- TASK DATA -

--- BEGIN ---

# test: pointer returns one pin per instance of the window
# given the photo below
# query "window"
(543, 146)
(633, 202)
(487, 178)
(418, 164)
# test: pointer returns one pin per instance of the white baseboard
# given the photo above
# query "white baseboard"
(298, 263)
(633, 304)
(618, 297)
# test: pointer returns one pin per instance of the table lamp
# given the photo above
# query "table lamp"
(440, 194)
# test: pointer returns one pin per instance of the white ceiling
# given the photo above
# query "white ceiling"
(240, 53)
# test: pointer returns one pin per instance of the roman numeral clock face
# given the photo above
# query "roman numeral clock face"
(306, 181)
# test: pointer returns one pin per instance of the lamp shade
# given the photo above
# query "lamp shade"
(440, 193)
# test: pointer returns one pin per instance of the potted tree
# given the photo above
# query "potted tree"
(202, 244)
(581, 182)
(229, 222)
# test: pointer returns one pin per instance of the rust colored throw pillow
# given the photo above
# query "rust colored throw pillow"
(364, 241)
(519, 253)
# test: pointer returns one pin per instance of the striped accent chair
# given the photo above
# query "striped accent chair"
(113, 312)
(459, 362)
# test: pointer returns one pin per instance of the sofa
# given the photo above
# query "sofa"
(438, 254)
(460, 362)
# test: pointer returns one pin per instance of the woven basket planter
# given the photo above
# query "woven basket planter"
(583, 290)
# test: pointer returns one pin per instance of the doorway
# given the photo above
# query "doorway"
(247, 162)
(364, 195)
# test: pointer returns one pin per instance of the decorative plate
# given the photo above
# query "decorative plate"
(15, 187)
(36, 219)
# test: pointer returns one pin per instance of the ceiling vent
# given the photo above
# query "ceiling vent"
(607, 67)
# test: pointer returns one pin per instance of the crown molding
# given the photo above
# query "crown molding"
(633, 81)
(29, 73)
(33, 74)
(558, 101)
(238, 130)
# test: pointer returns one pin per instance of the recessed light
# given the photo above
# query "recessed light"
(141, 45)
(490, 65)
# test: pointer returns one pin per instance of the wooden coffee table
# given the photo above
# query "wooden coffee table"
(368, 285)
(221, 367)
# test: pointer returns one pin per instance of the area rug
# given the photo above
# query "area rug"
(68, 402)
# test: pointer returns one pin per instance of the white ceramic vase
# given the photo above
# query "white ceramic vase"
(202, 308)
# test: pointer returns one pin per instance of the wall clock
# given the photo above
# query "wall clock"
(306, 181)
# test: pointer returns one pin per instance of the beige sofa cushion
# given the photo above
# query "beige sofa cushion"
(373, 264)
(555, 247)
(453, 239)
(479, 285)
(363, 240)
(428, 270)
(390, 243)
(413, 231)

--- END ---

Print every line of the records above again, unchanged and character for character.

- SOLUTION FOR THIS PROBLEM -
# test: pointer returns one pin per instance of the window
# given the photo below
# query "window"
(543, 146)
(633, 202)
(487, 178)
(418, 164)
# test: pointer returns one pin per instance of the white baseboard
# given the photo above
# query "white baseboard"
(298, 263)
(633, 304)
(618, 297)
# test: pointer returns one pin per instance of the table lamp
# given the photo above
# query "table lamp"
(440, 194)
# test: pointer returns one pin per instance of the white ceiling
# given the photo above
# query "white ceiling"
(240, 53)
# test: pointer returns one pin per instance of the roman numeral clock face
# given the photo above
# query "roman numeral clock face"
(306, 181)
# test: pointer returns one pin per instance of the lamp shade
# given the photo above
# query "lamp shade"
(440, 193)
# test: pointer returns one pin per instance of the potted tree
# given the photo above
# query "potted tree"
(202, 244)
(581, 182)
(229, 222)
# test: pointer returns one pin per instance of the rust colored throw pillow
# given the photo above
# query "rust colored throw pillow"
(364, 241)
(519, 253)
# test: pointer returns one pin per instance of the striped accent chair
# given the photo above
# query "striped accent chair"
(113, 312)
(459, 362)
# test: pointer returns one pin per instance of the sofa
# given the photo above
# query "sofa"
(438, 254)
(460, 362)
# test: pointer returns one pin per instance of the woven basket planter
# given the photo above
# query "woven basket planter"
(583, 290)
# test: pointer returns one pin per instance of the doorway
# given the photo above
# query "doorway"
(247, 162)
(364, 195)
# test: pointer returns one pin per instance of the decorative plate
# given the photo above
# query "decorative plate"
(15, 187)
(36, 219)
# test: pointer returns one pin per instance of the ceiling vent
# given the photo above
# query "ceiling vent"
(607, 67)
# test: pointer returns one pin per instance of the crown molding
# given the photo above
# query "crown molding"
(633, 81)
(29, 73)
(33, 74)
(558, 101)
(238, 130)
# test: pointer returns one pin per instance of the recessed light
# given the photo above
# query "recessed light"
(141, 45)
(490, 65)
# test: pointer returns one pin per instance of the wooden coffee table
# given the photo above
# query "wooden coffee table"
(368, 285)
(221, 367)
# test: pointer returns one pin per instance of the area rug
# given the photo above
# query "area rug"
(68, 402)
# test: pointer returns one pin per instance of the white ceramic vase
# given the photo above
# query "white ceramic vase"
(202, 308)
# test: pointer returns one pin per instance of the wall clock
# given the photo above
# query "wall clock"
(306, 181)
# test: pointer returns one pin per instance of the beige sofa cushion
# given the photo above
# query "beige sofa cushion"
(373, 264)
(555, 247)
(453, 239)
(479, 285)
(363, 240)
(428, 270)
(390, 243)
(413, 231)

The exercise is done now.